__DATASET__.
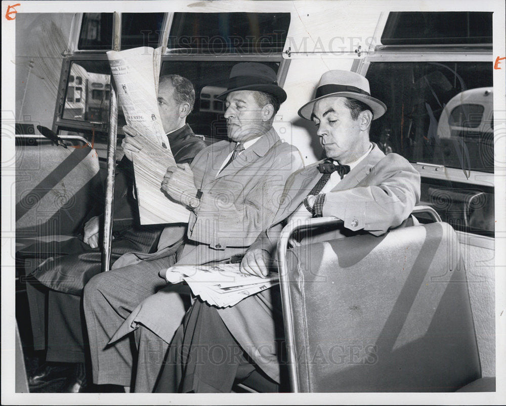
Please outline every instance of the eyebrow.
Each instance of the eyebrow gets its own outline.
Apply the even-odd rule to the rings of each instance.
[[[326,112],[325,112],[325,113],[324,113],[322,115],[322,117],[325,117],[329,113],[335,113],[335,110],[334,110],[333,108],[332,108],[332,107],[330,107],[330,108],[329,108],[328,110],[327,110]]]
[[[240,99],[232,99],[231,101],[239,102],[239,103],[244,103],[244,104],[246,104],[246,102],[245,102],[244,100],[241,100]]]
[[[334,110],[333,108],[332,108],[332,107],[330,107],[330,108],[329,108],[326,112],[325,112],[325,113],[324,113],[323,114],[322,114],[322,117],[325,117],[329,113],[335,113],[335,110]],[[319,120],[320,119],[317,117],[316,117],[316,115],[314,113],[311,113],[311,120],[314,121],[314,119],[315,118],[317,120]]]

__YOUR GOAL__. Could you put every line of the rows above into a JSON list of strings, one string per line, with blank lines dropped and the pictures left out?

__ANSWER TO THIS PROBLEM__.
[
  "Please outline every instance of the eyebrow.",
  "Each instance of the eyebrow gets its own outline.",
  "Apply the even-odd rule to the rings of each instance.",
  "[[[326,112],[325,112],[325,113],[324,113],[322,115],[322,117],[325,117],[329,113],[335,113],[335,110],[334,110],[333,108],[332,108],[332,107],[330,107],[330,108],[329,108],[328,110],[327,110]]]",
  "[[[240,99],[232,99],[231,101],[239,102],[239,103],[244,103],[244,104],[246,104],[246,102],[245,102],[244,100],[241,100]]]",
  "[[[334,110],[333,108],[332,108],[332,107],[330,107],[330,108],[329,108],[326,112],[325,112],[325,113],[324,113],[323,114],[322,114],[322,117],[325,117],[329,113],[335,113],[335,110]],[[319,120],[320,119],[317,117],[316,117],[316,115],[314,113],[311,113],[311,120],[314,121],[314,119],[315,118],[317,120]]]"
]